BEGIN Excerpted data

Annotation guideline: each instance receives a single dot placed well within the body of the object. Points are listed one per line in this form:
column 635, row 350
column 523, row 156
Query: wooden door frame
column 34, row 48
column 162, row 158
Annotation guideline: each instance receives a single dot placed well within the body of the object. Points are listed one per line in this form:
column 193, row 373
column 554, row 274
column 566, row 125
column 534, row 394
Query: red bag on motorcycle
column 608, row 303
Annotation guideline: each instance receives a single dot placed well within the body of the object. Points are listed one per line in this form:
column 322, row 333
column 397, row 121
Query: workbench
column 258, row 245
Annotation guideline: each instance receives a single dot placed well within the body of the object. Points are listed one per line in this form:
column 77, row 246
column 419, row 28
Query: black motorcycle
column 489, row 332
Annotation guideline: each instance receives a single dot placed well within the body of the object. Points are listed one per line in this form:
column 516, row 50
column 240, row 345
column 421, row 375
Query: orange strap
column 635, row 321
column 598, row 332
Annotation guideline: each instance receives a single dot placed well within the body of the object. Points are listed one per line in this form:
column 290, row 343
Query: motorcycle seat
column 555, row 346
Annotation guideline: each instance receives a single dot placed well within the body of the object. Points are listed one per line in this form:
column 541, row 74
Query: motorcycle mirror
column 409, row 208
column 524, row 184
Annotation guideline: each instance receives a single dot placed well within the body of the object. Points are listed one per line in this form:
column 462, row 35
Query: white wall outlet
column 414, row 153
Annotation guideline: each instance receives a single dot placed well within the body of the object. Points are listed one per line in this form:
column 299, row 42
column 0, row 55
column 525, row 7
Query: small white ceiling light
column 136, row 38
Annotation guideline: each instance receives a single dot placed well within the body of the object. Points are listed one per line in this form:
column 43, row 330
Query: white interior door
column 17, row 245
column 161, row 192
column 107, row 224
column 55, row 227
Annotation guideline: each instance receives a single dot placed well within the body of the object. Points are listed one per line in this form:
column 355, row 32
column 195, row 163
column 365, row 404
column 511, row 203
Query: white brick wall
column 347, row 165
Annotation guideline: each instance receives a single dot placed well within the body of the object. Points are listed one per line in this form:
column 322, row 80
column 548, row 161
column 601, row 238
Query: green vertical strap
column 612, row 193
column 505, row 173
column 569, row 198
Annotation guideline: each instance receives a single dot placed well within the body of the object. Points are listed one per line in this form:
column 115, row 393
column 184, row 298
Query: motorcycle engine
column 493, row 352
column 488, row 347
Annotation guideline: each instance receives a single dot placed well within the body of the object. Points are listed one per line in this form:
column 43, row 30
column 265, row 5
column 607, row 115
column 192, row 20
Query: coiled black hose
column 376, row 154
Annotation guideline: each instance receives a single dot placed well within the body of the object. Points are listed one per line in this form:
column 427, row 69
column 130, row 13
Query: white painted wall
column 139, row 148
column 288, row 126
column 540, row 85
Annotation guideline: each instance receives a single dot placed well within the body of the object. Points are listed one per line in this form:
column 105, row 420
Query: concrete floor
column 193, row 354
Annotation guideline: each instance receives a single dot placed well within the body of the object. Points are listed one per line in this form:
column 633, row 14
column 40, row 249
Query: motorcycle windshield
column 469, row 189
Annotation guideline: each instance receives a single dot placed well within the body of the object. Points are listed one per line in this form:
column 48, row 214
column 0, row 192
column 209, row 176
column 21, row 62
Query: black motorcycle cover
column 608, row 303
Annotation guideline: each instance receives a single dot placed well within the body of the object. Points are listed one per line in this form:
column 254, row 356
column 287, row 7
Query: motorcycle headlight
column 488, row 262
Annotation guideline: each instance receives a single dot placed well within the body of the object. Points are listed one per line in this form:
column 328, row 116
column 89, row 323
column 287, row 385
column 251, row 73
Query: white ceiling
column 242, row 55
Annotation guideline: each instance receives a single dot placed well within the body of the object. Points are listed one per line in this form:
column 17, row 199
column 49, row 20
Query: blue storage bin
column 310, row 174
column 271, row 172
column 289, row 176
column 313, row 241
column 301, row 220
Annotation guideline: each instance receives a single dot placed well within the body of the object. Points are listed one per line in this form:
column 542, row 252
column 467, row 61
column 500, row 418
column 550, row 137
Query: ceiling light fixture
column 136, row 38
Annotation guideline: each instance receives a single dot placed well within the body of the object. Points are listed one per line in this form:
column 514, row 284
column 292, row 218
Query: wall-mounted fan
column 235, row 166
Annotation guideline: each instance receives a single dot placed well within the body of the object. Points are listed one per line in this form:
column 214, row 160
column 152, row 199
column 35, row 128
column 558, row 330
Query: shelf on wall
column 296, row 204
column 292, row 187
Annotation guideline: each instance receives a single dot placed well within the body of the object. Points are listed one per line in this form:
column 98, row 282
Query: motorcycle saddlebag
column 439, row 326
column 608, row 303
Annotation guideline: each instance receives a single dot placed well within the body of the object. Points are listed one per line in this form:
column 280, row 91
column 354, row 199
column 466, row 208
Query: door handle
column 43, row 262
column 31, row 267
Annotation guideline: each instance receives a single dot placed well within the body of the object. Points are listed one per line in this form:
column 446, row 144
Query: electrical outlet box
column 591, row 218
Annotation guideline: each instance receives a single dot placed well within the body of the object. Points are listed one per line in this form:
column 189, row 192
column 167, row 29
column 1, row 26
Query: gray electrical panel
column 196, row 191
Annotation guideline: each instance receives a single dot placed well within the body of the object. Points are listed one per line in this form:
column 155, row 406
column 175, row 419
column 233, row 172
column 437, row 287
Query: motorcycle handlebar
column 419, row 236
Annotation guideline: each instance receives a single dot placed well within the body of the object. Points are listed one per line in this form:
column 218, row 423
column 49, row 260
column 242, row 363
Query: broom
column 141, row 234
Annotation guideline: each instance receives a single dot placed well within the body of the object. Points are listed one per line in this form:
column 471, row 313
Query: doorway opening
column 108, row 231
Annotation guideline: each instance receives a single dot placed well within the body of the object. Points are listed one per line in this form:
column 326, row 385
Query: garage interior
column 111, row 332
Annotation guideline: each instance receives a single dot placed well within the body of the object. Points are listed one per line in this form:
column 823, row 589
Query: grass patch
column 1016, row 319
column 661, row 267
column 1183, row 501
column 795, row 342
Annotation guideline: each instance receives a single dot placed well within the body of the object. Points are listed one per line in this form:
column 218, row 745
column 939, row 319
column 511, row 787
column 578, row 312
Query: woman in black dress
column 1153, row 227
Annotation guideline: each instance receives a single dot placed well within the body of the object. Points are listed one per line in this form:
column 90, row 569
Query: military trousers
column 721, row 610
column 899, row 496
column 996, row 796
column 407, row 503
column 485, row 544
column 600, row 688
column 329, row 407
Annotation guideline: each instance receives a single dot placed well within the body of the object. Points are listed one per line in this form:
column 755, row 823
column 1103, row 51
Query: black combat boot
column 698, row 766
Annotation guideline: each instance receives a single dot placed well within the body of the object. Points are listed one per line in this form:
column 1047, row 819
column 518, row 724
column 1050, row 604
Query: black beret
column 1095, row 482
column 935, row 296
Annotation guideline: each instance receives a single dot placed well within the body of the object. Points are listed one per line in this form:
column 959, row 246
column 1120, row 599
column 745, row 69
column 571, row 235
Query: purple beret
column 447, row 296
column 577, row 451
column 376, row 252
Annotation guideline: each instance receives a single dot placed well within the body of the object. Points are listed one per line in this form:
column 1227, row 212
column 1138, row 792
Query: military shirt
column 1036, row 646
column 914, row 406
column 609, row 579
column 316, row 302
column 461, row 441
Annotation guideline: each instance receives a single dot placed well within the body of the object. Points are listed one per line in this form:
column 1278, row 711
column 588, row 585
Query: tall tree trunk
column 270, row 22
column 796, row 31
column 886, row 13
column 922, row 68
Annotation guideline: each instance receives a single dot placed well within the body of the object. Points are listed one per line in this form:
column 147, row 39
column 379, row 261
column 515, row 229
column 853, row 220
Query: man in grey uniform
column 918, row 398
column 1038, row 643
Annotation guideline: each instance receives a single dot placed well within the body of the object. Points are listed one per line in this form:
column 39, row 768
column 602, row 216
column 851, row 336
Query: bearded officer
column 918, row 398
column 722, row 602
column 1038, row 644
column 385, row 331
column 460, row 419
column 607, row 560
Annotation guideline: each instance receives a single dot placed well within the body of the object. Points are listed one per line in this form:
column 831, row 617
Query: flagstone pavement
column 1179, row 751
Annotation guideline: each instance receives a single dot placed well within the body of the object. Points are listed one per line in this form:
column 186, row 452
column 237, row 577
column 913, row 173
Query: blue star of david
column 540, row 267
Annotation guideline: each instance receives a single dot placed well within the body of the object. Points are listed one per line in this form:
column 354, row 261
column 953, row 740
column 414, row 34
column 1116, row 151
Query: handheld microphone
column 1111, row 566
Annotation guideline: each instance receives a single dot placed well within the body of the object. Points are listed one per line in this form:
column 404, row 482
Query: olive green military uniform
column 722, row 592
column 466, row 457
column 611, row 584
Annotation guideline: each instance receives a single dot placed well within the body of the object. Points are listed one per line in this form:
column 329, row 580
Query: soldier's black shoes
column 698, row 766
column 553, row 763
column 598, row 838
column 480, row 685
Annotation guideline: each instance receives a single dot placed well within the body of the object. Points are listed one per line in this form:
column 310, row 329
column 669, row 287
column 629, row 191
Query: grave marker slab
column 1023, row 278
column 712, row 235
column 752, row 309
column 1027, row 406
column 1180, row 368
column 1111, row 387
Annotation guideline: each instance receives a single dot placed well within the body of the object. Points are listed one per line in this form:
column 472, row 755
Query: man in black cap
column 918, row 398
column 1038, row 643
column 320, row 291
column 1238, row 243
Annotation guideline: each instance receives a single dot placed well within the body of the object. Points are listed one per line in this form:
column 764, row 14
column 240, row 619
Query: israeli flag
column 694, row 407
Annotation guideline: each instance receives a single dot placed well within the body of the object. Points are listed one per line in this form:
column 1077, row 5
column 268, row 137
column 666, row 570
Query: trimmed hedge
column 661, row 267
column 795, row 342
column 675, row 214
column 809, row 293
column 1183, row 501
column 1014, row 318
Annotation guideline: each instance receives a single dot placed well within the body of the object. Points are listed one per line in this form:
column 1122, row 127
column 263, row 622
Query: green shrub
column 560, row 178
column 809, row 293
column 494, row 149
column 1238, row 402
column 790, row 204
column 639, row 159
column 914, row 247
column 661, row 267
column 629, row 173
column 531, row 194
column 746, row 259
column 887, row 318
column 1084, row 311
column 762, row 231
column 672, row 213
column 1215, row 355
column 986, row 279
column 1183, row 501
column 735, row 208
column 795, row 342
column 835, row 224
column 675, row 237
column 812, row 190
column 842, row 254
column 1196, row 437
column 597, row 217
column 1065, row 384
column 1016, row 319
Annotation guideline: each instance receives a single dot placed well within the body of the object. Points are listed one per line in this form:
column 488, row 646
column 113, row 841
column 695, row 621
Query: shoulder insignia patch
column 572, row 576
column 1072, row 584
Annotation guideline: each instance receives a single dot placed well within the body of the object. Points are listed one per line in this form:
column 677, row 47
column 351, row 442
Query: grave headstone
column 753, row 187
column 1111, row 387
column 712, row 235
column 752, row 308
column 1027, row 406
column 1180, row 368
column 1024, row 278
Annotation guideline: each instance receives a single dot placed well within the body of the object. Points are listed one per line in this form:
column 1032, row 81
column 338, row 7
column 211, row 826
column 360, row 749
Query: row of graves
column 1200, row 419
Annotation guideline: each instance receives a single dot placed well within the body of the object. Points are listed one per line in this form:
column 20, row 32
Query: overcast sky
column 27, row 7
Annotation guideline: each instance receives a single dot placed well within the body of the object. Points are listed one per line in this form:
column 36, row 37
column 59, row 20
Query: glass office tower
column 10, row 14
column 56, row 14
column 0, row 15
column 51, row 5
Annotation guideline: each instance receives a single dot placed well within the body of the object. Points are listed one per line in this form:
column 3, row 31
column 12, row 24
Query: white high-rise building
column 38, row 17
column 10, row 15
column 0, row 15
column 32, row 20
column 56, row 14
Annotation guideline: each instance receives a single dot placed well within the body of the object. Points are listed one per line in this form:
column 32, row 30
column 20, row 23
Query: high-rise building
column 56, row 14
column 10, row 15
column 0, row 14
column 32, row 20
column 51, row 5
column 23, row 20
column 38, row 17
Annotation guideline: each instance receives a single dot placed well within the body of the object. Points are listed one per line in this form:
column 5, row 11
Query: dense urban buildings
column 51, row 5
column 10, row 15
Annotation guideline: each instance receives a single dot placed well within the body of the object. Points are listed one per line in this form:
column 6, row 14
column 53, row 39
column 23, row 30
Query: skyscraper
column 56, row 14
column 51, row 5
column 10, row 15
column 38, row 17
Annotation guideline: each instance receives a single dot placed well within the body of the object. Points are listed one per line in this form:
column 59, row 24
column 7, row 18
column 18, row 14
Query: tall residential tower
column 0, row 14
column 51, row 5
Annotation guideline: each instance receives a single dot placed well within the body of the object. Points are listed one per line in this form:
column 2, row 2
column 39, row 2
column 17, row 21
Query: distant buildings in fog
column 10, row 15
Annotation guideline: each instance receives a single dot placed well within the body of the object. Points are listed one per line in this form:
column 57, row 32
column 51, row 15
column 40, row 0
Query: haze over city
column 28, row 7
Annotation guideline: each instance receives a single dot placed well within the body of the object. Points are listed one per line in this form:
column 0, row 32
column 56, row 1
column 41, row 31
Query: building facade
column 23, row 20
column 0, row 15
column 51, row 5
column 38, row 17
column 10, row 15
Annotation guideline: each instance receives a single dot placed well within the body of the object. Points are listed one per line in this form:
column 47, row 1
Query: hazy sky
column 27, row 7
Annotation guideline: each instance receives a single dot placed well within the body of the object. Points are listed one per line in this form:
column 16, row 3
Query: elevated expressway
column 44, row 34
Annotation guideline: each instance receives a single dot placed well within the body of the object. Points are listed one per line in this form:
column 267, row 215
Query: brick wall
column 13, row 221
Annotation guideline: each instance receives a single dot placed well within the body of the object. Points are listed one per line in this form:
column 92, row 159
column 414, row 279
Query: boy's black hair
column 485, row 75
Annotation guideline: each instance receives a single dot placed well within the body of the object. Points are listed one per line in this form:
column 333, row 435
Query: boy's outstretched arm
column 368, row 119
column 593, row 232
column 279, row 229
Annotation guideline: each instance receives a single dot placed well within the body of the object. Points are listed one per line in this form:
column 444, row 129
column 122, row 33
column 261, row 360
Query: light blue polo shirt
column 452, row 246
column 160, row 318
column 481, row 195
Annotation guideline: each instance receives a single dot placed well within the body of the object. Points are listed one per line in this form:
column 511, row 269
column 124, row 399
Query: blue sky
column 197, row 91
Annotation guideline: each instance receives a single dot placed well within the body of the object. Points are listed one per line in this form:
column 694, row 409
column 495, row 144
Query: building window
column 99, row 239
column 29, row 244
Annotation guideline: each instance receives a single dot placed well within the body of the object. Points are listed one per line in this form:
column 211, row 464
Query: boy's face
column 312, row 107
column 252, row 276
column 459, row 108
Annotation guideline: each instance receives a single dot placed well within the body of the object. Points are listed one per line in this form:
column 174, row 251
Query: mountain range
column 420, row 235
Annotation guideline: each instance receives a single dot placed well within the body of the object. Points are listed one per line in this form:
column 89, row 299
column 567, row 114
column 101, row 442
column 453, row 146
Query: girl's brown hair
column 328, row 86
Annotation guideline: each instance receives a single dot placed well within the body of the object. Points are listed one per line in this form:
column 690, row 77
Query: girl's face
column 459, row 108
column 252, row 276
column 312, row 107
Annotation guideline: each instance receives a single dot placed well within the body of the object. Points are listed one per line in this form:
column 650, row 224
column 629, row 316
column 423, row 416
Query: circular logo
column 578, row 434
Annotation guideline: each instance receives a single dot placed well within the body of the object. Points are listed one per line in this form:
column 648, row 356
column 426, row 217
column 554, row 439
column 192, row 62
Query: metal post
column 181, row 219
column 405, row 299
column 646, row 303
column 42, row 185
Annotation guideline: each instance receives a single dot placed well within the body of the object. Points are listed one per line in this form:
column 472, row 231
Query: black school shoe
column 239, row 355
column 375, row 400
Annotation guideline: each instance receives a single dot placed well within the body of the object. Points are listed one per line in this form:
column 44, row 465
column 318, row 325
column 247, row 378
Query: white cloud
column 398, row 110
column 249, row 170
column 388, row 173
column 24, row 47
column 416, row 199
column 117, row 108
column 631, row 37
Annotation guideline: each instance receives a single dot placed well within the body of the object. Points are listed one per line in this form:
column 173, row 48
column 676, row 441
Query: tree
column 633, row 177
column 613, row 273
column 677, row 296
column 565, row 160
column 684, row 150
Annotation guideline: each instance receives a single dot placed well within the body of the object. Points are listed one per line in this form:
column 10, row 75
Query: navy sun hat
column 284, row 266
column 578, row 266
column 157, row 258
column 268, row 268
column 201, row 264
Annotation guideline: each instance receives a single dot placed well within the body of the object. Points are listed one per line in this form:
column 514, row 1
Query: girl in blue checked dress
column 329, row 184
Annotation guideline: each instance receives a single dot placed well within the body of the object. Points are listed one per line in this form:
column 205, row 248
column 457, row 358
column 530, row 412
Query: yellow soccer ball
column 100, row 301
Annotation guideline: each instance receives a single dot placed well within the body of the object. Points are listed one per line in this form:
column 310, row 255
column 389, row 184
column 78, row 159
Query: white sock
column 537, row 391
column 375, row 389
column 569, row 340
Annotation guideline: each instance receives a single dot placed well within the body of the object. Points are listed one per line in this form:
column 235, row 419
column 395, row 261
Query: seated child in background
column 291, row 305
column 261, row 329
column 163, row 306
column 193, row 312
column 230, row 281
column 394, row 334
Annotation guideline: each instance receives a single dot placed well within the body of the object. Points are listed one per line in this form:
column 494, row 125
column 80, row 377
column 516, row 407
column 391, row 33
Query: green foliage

END Excerpted data

(Problem to solve):
Copy the material above word for word, taking the first line, the line containing "column 566, row 125", and every line between them, and nothing else.

(Output of the exercise):
Annotation guideline: each instance receives a single dot placed well within the body of the object. Points are listed one per line in this form:
column 635, row 350
column 523, row 156
Query: wooden door frame
column 34, row 48
column 162, row 158
Annotation guideline: each instance receives a single dot placed well within the body of the object. Points are listed one per line in this form:
column 193, row 373
column 554, row 274
column 566, row 125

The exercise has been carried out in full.